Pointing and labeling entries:
[start]
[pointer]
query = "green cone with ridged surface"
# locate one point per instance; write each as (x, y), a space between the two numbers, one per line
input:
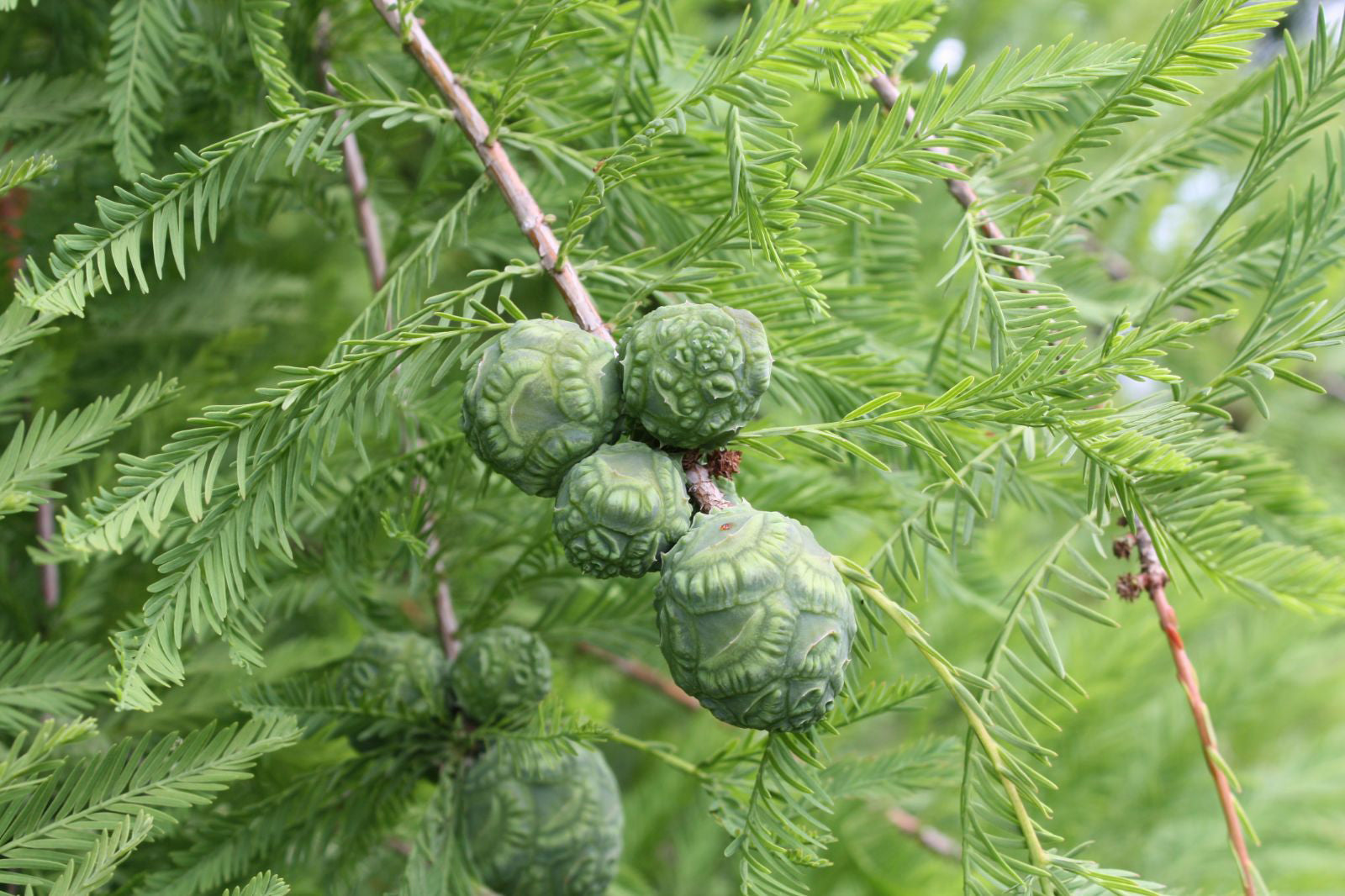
(541, 397)
(501, 674)
(753, 619)
(620, 509)
(546, 826)
(694, 374)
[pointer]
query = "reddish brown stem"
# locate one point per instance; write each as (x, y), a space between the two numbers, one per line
(961, 190)
(1154, 580)
(530, 219)
(639, 672)
(13, 205)
(526, 212)
(372, 239)
(50, 572)
(372, 235)
(927, 835)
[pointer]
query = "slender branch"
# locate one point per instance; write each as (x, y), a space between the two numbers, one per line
(535, 225)
(1152, 577)
(927, 835)
(641, 673)
(530, 219)
(50, 572)
(372, 237)
(961, 190)
(356, 177)
(1154, 580)
(13, 205)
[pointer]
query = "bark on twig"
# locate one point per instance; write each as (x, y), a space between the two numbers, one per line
(530, 219)
(639, 672)
(927, 835)
(1154, 579)
(372, 239)
(50, 572)
(356, 178)
(961, 190)
(13, 205)
(526, 212)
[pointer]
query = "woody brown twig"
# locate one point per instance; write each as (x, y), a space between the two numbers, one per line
(927, 835)
(530, 219)
(1153, 579)
(372, 237)
(961, 190)
(636, 670)
(13, 205)
(356, 178)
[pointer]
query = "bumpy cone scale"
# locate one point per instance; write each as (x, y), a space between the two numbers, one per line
(620, 509)
(541, 397)
(401, 672)
(546, 826)
(694, 374)
(753, 619)
(501, 674)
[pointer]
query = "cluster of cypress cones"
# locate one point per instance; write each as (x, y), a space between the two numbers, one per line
(753, 619)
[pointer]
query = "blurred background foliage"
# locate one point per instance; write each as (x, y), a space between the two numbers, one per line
(286, 279)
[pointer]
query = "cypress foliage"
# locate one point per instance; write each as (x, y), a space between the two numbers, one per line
(1008, 304)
[end]
→ **Task to carry out**
Reproduce every entry exactly, but omit each picture.

→ **Exercise response**
[pointer]
query = "green cone with ridged surface"
# locate one point per instance; write each as (x, y), a space between the two numbers, one per line
input:
(541, 397)
(501, 674)
(753, 619)
(620, 509)
(546, 826)
(694, 374)
[pointer]
query = "reddish brown stem"
# locate one point per instance; write each as (x, y), a space between the two numbers, one per line
(961, 190)
(1154, 580)
(530, 219)
(639, 672)
(13, 205)
(526, 212)
(372, 239)
(50, 572)
(372, 235)
(927, 835)
[pointer]
query = "slender branch"
# locate one point per instance; write each as (x, y), a space between the two numbers, one per line
(535, 225)
(1152, 577)
(927, 835)
(641, 673)
(530, 219)
(50, 572)
(372, 237)
(961, 190)
(356, 177)
(1154, 580)
(13, 205)
[pointer]
query = "bark on twig"
# locate one point per instance; write each as (x, y), a space between the two numbers, one per line
(530, 219)
(639, 672)
(927, 835)
(1154, 579)
(372, 239)
(50, 572)
(356, 178)
(961, 190)
(13, 205)
(526, 212)
[pointer]
query = "woody brown twig"
# locate one point per instance; write each as (x, y), a space between the two numbers, one per line
(927, 835)
(530, 219)
(1153, 579)
(372, 237)
(961, 190)
(636, 670)
(13, 205)
(356, 178)
[pointer]
query = "bumpy cone scale"
# locate one point per instance; write each as (x, y), a space between the two numbers, one per line
(620, 509)
(541, 397)
(401, 672)
(546, 826)
(694, 374)
(753, 619)
(501, 674)
[pointer]
query = "cluster of cypress cones"
# locate one point per instance; write each as (x, y), a space between the two numbers, one per line
(753, 619)
[pointer]
query = "blurred background foliage"
# locate one point per instance; write each as (x, y), a space between the two numbers, one per line
(286, 279)
[pointer]
query = "cypress foliage"
# locate one point per instance; write each as (x, y), a space between the two numbers, one per line
(1008, 304)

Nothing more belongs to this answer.